__Exercise materials__.
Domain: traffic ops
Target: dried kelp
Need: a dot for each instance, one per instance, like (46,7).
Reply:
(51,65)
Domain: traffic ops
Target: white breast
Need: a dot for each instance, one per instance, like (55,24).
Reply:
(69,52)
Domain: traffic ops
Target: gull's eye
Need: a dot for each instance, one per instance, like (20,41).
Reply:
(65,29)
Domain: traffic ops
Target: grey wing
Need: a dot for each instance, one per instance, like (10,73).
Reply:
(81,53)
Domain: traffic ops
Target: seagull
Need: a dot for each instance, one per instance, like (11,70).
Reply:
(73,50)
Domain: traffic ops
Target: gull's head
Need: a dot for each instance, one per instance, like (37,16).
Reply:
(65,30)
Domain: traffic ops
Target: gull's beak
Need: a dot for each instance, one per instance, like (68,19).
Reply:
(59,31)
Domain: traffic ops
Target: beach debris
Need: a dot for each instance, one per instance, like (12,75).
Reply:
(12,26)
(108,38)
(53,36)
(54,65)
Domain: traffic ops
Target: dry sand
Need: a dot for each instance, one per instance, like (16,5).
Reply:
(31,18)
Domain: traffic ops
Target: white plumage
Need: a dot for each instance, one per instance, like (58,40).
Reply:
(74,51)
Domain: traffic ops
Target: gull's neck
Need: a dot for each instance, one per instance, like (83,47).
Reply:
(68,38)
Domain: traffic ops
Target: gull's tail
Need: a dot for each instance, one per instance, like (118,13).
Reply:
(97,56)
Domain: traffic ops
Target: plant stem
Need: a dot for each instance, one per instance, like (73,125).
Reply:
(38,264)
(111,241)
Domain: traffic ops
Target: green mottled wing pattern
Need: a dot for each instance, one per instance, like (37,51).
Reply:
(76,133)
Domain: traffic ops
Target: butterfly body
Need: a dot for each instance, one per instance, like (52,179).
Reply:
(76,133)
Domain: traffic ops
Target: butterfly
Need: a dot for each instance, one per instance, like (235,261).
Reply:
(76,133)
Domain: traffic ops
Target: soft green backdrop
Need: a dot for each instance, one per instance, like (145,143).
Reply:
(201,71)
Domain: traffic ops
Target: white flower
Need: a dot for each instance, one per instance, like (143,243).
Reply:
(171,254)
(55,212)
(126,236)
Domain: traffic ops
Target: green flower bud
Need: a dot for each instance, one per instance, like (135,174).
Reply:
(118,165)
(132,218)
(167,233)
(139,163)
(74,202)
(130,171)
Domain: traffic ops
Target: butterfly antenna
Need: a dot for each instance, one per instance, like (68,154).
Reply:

__Task prompt__.
Go through the records and set every one down exactly.

__Exercise solution__.
Domain: traffic ops
Target: dried kelp
Need: a dot for each instance, one per instance, like (46,7).
Reply:
(51,65)
Domain: traffic ops
Target: white breast
Need: a dot for each instance, one per instance, like (55,24).
Reply:
(69,52)
Domain: traffic ops
Target: gull's eye
Need: a dot for each instance, one per instance, like (20,41).
Reply:
(65,29)
Domain: traffic ops
Target: grey wing
Need: a dot for each instance, one per instance, like (10,73).
Reply:
(81,53)
Domain: traffic ops
Target: seagull
Need: a dot for each instance, one per instance, like (11,70).
Reply:
(73,50)
Domain: traffic ops
Target: gull's head
Need: a dot for each instance, one per instance, like (37,16).
Reply:
(65,30)
Domain: traffic ops
Target: gull's beak
Need: a dot for each instance, one per instance, like (68,19).
Reply:
(59,31)
Domain: traffic ops
Target: beach debris
Need: a dot for each instance, one per instance, like (12,75).
Reply:
(12,26)
(108,38)
(53,36)
(54,65)
Domain: traffic ops
Target: dry sand
Need: a dot for each instance, one per instance, like (16,5).
Reply:
(31,18)
Domain: traffic ops
Target: white plumage
Need: a dot for each instance, one per instance, like (58,40).
Reply:
(74,51)
Domain: traffic ops
Target: gull's neck
Need: a dot for each instance, one per instance, like (83,47).
Reply:
(68,38)
Domain: traffic ops
Target: gull's tail
Need: a dot for each instance, one per instance, like (118,13).
Reply:
(97,56)
Domain: traffic ops
Target: plant stem
Need: a dot for each instance, one per instance, like (73,125).
Reply:
(38,264)
(111,241)
Domain: traffic ops
Target: green mottled wing pattern
Need: a dot for each instance, one per instance, like (37,51).
Reply:
(76,133)
Domain: traffic ops
Target: butterfly body
Need: a dot for each instance, one per instance, like (52,179).
Reply:
(76,133)
Domain: traffic ops
Target: butterfly
Need: a dot for each instance, one per instance, like (235,261).
Reply:
(76,133)
Domain: traffic ops
Target: soft green backdrop
Need: a dot for each instance, one per instance, like (145,143).
Reply:
(201,71)
Domain: traffic ops
Target: white flower
Need: a dot for each instance, one per instance, like (143,243).
Reply:
(171,254)
(55,212)
(126,236)
Domain: traffic ops
Target: green flower bud
Need: a dot for each instance, one per instance, like (135,174).
Reply:
(118,165)
(132,218)
(167,233)
(139,163)
(74,202)
(130,171)
Domain: traffic ops
Target: butterfly antenna
Need: a dot for each instance, one per instance, like (68,154).
Reply:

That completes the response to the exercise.